[Stored items]
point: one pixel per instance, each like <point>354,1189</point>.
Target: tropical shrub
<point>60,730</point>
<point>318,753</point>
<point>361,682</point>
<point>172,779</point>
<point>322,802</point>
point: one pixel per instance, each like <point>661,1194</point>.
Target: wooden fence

→ TASK DESCRIPTION: Please tally the lines above that include the word "instance" and answer with the number by itself.

→ FINISHED EXERCISE: 2